■ AIM ■
Output as a JSON list of strings the lines starting at the one containing "Objective — one dot per instance of the trash bag in" and ending at the one containing "(162, 1285)", both included, one string per line, with blank lines omitted.

Raw records:
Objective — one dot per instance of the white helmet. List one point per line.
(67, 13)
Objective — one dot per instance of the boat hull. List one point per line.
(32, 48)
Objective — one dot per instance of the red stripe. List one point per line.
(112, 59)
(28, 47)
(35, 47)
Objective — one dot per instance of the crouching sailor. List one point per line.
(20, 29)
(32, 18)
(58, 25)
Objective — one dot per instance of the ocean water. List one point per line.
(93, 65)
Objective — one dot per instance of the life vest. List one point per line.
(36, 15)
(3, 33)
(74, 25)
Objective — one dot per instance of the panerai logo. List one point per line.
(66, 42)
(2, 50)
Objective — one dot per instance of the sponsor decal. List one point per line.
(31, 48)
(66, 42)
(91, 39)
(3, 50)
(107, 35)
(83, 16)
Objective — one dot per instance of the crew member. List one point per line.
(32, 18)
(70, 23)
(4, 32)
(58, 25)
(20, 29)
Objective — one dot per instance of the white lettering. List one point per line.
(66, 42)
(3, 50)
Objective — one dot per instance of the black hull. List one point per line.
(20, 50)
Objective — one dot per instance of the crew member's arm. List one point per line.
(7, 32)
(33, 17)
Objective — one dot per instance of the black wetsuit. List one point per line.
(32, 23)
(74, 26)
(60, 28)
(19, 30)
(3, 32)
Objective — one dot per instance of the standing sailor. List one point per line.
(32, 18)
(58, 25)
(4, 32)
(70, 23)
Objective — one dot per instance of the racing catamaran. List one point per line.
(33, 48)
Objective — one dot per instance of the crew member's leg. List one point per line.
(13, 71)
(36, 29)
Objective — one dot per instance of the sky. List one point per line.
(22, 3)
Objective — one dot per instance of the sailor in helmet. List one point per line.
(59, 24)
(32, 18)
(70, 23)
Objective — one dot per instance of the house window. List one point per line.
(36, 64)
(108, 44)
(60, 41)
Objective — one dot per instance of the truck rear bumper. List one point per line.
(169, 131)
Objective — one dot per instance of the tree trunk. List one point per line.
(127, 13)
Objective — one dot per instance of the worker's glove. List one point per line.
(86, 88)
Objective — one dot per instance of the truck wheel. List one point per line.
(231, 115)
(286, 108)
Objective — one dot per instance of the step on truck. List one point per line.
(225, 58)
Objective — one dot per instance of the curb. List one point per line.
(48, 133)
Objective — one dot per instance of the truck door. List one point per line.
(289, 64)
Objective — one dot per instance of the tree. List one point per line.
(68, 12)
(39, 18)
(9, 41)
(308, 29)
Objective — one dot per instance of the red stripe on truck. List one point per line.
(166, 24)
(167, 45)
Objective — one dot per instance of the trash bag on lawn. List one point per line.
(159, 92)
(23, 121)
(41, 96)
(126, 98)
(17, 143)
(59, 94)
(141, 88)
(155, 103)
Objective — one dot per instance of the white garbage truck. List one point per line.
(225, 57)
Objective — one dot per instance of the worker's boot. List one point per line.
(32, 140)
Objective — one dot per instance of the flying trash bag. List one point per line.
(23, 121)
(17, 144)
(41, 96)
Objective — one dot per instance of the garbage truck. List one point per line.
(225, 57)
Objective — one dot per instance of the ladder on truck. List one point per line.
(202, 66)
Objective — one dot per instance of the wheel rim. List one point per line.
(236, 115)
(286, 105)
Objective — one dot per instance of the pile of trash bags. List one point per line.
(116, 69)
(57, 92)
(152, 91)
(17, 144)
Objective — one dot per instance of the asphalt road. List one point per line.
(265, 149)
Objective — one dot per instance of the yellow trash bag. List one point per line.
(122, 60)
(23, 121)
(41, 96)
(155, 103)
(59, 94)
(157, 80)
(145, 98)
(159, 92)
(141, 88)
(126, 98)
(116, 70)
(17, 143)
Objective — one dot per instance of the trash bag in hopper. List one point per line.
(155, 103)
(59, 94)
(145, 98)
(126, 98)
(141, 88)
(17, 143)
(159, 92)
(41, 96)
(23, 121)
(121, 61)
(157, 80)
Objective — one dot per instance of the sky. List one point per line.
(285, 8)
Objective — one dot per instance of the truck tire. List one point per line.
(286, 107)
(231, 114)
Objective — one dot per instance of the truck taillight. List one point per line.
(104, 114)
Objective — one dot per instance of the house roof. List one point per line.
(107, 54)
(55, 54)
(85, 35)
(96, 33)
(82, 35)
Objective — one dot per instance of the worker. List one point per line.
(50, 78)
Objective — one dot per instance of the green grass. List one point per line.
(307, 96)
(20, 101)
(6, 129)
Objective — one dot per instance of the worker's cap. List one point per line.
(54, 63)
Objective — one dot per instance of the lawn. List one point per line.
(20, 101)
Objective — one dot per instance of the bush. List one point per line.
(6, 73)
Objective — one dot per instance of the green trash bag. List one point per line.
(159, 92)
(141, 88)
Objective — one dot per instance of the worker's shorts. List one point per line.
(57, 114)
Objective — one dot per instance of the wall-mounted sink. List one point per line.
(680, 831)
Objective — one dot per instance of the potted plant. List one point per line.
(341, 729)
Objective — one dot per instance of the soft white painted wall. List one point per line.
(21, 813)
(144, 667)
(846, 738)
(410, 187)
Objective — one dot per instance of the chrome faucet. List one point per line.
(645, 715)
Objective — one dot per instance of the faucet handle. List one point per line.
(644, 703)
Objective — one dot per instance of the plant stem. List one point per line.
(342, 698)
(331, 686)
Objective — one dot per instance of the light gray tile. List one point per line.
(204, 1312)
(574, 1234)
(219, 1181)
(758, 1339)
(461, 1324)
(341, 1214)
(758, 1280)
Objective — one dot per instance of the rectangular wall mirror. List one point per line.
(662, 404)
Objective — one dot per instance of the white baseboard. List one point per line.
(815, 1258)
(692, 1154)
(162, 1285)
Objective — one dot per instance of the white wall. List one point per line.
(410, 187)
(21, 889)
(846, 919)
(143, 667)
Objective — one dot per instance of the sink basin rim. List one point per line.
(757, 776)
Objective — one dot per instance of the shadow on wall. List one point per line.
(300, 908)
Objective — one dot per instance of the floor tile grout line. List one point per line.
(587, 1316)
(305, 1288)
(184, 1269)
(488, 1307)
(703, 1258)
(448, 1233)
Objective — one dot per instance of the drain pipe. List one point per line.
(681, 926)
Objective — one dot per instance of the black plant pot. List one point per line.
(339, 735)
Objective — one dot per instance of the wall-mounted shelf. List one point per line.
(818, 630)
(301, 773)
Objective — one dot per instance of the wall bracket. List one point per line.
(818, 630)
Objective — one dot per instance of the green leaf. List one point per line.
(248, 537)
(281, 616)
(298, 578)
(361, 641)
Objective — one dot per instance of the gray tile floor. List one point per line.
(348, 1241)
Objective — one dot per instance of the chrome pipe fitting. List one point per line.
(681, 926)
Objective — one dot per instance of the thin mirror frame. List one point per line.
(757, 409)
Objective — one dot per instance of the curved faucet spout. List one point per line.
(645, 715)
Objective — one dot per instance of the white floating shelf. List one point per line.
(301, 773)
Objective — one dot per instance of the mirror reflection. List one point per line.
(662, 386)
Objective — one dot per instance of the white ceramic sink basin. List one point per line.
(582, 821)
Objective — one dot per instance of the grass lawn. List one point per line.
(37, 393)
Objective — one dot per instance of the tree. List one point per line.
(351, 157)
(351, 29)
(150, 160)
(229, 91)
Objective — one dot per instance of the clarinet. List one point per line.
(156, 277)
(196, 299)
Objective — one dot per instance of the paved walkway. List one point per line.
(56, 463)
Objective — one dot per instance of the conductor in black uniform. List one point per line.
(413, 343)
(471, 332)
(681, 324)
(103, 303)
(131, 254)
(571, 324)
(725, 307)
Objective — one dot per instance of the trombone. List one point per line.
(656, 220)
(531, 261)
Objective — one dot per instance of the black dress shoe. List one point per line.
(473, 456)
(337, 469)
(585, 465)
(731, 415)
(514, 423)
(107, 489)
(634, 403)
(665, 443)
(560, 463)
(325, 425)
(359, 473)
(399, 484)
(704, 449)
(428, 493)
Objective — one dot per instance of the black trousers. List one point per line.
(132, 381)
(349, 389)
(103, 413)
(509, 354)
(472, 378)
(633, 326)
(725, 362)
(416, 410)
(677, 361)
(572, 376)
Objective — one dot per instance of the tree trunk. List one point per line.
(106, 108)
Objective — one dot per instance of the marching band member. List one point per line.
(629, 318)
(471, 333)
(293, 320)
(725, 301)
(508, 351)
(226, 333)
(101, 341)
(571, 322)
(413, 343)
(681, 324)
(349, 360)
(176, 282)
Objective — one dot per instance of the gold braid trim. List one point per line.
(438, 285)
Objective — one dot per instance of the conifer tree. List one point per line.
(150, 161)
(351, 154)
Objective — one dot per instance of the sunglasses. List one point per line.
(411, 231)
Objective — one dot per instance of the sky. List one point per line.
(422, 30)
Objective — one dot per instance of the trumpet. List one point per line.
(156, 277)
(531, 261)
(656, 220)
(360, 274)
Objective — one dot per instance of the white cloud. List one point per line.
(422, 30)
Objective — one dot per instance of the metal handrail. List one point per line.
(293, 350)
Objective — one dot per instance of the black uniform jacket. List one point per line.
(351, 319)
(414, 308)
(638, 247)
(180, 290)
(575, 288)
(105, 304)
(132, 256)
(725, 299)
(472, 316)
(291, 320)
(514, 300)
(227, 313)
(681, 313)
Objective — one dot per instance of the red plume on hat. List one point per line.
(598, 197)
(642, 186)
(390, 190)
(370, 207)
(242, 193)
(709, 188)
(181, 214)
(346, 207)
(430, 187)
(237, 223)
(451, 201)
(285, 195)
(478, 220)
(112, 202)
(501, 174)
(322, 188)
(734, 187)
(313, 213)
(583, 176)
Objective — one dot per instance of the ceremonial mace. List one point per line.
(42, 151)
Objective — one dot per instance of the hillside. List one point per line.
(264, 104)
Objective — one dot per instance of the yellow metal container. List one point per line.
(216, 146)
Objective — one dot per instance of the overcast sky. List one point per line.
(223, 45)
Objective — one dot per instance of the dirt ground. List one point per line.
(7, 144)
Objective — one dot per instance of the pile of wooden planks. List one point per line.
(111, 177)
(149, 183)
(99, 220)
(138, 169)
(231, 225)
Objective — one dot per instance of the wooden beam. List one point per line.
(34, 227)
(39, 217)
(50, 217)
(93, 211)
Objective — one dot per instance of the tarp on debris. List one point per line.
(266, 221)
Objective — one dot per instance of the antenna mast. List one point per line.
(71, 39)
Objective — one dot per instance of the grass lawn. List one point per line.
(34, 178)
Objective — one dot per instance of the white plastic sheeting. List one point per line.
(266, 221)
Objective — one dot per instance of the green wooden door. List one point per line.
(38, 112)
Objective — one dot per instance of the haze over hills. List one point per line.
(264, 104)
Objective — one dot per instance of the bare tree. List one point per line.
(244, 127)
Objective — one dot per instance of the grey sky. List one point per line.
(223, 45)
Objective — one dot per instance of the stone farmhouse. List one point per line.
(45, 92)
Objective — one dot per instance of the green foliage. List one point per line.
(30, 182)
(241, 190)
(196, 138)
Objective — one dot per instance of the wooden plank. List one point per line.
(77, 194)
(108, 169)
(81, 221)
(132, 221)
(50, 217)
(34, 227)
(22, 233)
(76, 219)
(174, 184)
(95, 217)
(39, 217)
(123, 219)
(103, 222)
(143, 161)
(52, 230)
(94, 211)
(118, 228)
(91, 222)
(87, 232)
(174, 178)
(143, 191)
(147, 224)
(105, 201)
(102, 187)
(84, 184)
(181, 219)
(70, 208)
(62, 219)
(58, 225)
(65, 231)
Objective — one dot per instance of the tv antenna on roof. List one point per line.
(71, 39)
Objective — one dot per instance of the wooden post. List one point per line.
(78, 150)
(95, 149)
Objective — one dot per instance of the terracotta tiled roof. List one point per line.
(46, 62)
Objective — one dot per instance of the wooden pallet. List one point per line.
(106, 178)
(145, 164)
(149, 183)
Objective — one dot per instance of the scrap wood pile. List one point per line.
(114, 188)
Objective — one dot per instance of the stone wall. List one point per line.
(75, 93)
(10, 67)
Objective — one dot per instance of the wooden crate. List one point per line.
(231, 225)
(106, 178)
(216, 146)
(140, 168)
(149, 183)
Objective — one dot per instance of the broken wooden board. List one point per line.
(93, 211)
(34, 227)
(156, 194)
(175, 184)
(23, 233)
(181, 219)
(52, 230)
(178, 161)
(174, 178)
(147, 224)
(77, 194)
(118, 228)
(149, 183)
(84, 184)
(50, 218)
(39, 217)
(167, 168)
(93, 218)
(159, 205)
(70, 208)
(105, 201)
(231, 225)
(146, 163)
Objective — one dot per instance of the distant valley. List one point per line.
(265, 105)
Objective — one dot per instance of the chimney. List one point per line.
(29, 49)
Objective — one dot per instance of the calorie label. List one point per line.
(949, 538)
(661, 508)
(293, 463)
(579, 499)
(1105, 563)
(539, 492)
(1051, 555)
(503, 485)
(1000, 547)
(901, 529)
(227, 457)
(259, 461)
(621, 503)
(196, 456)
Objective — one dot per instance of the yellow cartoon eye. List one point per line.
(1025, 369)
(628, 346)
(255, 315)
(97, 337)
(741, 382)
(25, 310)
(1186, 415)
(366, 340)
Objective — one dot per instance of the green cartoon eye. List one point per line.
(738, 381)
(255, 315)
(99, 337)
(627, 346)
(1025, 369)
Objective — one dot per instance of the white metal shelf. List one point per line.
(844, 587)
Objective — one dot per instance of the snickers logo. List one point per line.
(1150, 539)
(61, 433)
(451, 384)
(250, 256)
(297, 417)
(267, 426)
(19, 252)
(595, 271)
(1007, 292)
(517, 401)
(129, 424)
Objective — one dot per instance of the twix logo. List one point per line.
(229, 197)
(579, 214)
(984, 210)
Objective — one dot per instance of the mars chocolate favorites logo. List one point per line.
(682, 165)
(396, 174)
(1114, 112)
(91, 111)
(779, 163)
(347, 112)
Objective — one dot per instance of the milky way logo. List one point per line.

■ SOLVED EXERCISE ■
[
  "Objective — one dot per instance of the trash bag in hopper. List one point per line.",
  "(155, 103)",
  "(59, 94)",
  "(145, 98)",
  "(126, 98)",
  "(141, 88)",
  "(17, 143)",
  "(159, 92)",
  "(41, 96)",
  "(23, 121)",
  "(121, 61)",
  "(157, 80)",
  "Objective — one dot per instance of the sky. List one point per line.",
  "(285, 8)",
  "Objective — one dot per instance of the truck tire. List one point per line.",
  "(286, 107)",
  "(231, 114)",
  "Objective — one dot per instance of the truck taillight. List one point per line.",
  "(104, 114)",
  "Objective — one dot per instance of the house roof. List one point per line.",
  "(107, 54)",
  "(55, 54)",
  "(85, 35)",
  "(96, 33)",
  "(82, 35)",
  "Objective — one dot per instance of the worker. List one point per line.",
  "(50, 78)",
  "Objective — one dot per instance of the green grass. List one point per line.",
  "(307, 96)",
  "(20, 101)",
  "(6, 129)",
  "Objective — one dot per instance of the worker's cap. List one point per line.",
  "(54, 63)",
  "Objective — one dot per instance of the lawn. List one point per line.",
  "(20, 101)",
  "Objective — one dot per instance of the bush. List one point per line.",
  "(6, 73)",
  "Objective — one dot per instance of the green trash bag. List one point per line.",
  "(159, 92)",
  "(141, 88)",
  "Objective — one dot per instance of the worker's shorts. List one point per line.",
  "(57, 114)",
  "Objective — one dot per instance of the wall-mounted sink. List one point per line.",
  "(680, 831)",
  "Objective — one dot per instance of the potted plant. List one point per line.",
  "(341, 729)",
  "Objective — one dot per instance of the soft white painted wall. List one point per line.",
  "(21, 813)",
  "(144, 667)",
  "(846, 738)",
  "(410, 187)",
  "Objective — one dot per instance of the chrome faucet. List one point per line.",
  "(645, 715)",
  "Objective — one dot per instance of the faucet handle. List one point per line.",
  "(644, 703)",
  "Objective — one dot per instance of the plant stem. List one point per line.",
  "(342, 698)",
  "(331, 686)",
  "Objective — one dot per instance of the light gray tile. List one point per line.",
  "(204, 1312)",
  "(574, 1234)",
  "(219, 1181)",
  "(758, 1339)",
  "(461, 1324)",
  "(341, 1214)",
  "(758, 1280)",
  "Objective — one dot per instance of the rectangular wall mirror. List one point per line.",
  "(662, 404)",
  "Objective — one dot per instance of the white baseboard. List one point per line.",
  "(815, 1258)",
  "(692, 1154)",
  "(162, 1285)"
]